What you need to do ->
Every record must be repeated exactly; omit any pictures they contain.

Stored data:
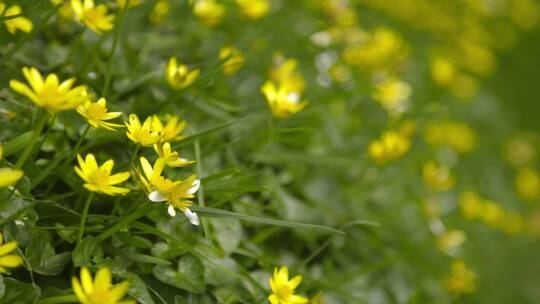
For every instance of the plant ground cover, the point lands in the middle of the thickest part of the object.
(269, 151)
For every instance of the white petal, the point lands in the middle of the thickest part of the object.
(171, 211)
(192, 216)
(194, 187)
(156, 196)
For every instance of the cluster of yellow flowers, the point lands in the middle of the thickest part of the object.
(283, 91)
(474, 207)
(211, 12)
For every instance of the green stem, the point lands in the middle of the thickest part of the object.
(118, 30)
(84, 215)
(35, 135)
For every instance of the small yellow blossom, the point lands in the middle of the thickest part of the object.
(443, 71)
(49, 93)
(96, 114)
(160, 11)
(170, 157)
(282, 102)
(528, 183)
(171, 130)
(283, 288)
(234, 59)
(254, 9)
(393, 95)
(100, 289)
(284, 72)
(450, 240)
(461, 279)
(176, 194)
(132, 3)
(17, 23)
(8, 260)
(99, 179)
(454, 134)
(145, 134)
(94, 17)
(209, 12)
(391, 146)
(178, 75)
(437, 177)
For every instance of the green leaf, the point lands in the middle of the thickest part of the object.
(17, 144)
(188, 276)
(19, 292)
(82, 253)
(212, 212)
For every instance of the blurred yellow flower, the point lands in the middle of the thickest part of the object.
(145, 134)
(171, 130)
(209, 12)
(254, 9)
(96, 114)
(178, 75)
(443, 71)
(282, 102)
(94, 17)
(170, 157)
(283, 288)
(461, 279)
(16, 23)
(8, 260)
(160, 11)
(528, 183)
(132, 3)
(391, 146)
(284, 72)
(99, 179)
(454, 134)
(49, 93)
(176, 194)
(234, 59)
(100, 289)
(450, 240)
(437, 177)
(393, 95)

Exercise solution ->
For every instance of the plant ground cover, the point lands in the middle of the thickest part of the object.
(269, 151)
For every instance of the white petal, the point lands in the middle of the thickest part of the object.
(171, 211)
(192, 216)
(194, 187)
(156, 196)
For every instance of the cluster of yellow flowers, the point lands in the middle of the thickest part of the object.
(283, 91)
(474, 207)
(211, 12)
For every instance of the green stem, the point lands in the middle of the thickest part of the object.
(118, 30)
(84, 215)
(35, 135)
For every instance of the small yellow blossom, the point lands in the middle of the thickest part of the object.
(443, 71)
(49, 93)
(96, 114)
(160, 11)
(170, 157)
(282, 102)
(528, 183)
(171, 130)
(283, 288)
(234, 59)
(254, 9)
(393, 95)
(100, 289)
(284, 72)
(450, 240)
(461, 279)
(176, 194)
(132, 3)
(17, 23)
(8, 260)
(99, 179)
(454, 134)
(145, 134)
(94, 17)
(209, 12)
(391, 146)
(178, 75)
(437, 177)
For every instance of the green leaf, the point lands in the middle of the thickest part of the object.
(17, 144)
(188, 276)
(19, 292)
(82, 253)
(212, 212)
For every instance of the blurred yellow flower, the point lands in the middle of the thickest part of the object.
(145, 134)
(171, 130)
(209, 12)
(254, 9)
(96, 114)
(178, 75)
(443, 71)
(282, 102)
(94, 17)
(170, 157)
(283, 288)
(461, 279)
(16, 23)
(8, 260)
(160, 11)
(528, 183)
(132, 3)
(391, 146)
(284, 72)
(99, 179)
(454, 134)
(49, 93)
(176, 194)
(234, 59)
(100, 289)
(450, 240)
(437, 177)
(393, 95)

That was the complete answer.